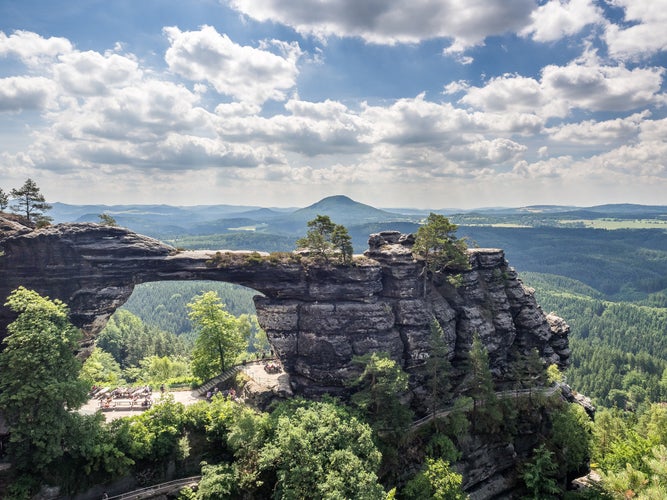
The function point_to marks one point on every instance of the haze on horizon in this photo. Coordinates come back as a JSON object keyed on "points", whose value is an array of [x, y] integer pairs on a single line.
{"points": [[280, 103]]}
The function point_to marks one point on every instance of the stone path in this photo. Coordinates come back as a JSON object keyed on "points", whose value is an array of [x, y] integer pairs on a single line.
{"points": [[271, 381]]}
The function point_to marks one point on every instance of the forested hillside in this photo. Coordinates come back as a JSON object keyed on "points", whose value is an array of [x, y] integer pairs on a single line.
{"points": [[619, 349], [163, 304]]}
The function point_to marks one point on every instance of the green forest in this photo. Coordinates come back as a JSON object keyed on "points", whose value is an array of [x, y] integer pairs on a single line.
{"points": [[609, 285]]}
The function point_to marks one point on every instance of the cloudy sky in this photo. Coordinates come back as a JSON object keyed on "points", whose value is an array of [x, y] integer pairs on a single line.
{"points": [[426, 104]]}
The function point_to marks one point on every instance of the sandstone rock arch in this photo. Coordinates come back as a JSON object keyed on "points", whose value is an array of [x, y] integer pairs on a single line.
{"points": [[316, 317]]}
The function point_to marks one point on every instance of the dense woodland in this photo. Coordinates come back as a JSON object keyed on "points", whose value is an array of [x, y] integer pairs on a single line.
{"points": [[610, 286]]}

--

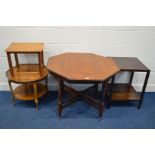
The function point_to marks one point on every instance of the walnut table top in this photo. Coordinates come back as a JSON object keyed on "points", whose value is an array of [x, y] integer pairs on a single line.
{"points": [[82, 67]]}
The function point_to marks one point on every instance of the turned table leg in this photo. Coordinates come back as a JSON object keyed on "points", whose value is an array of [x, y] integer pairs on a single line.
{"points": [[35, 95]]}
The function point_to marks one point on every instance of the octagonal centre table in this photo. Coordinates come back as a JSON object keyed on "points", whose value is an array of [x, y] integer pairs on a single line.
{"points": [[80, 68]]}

--

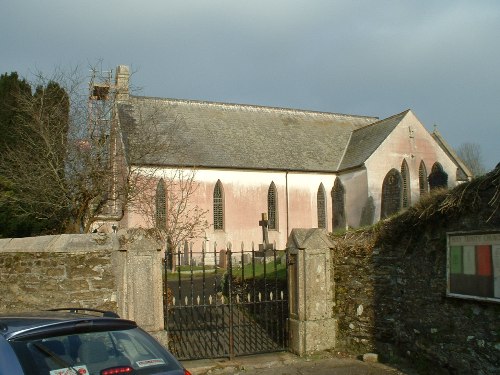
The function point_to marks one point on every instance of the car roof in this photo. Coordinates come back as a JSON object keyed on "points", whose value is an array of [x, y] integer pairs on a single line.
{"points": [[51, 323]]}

Exercise brief ▸ Collect every line of the entries above that contains the word "turned", copying each line unchanged.

Response to the task ▸
The function point_to marks one point on every instance of the turned table leg in this photo. Coordinates come back as a JSON object keyed on "points", whose value is an array of [x, y] integer pairs on a single line.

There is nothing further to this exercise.